→ **Activity**
Reproduce all the entries exactly.

>>>>

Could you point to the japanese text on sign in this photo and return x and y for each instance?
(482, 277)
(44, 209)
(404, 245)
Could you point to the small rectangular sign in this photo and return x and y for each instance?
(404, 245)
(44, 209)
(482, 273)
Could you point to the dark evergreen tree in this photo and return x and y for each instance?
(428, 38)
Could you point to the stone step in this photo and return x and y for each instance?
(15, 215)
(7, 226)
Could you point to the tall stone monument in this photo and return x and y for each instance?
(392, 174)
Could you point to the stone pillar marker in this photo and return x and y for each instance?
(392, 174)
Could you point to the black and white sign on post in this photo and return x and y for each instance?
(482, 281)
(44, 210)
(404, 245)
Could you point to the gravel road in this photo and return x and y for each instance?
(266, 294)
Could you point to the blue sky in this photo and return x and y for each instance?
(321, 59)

<<<<

→ **Reply**
Could you point to the japanese text on sign in this photo and return x and y for each instance?
(482, 277)
(44, 209)
(404, 245)
Could you point to the small rectangular sign in this photo and return x and y for each instance?
(404, 245)
(44, 209)
(482, 273)
Could you point to the dark evergreen tree in this photo and return x and y for each instance?
(428, 38)
Could you point to the stone step in this photo and return x and y for each instance?
(15, 215)
(7, 226)
Could you point to the tall stone monument in this photo and return x and y for each instance?
(392, 174)
Could you point to the stone pillar marker in this photo and return x and y for each instance?
(392, 174)
Could you point to the black and white sign on post in this photo and return x and y for each instance?
(482, 281)
(44, 210)
(404, 245)
Could you point to the gravel road in this photo and return x and y for each instance?
(266, 294)
Could you point to the blue sky in this photo and return x and y for each instance?
(321, 59)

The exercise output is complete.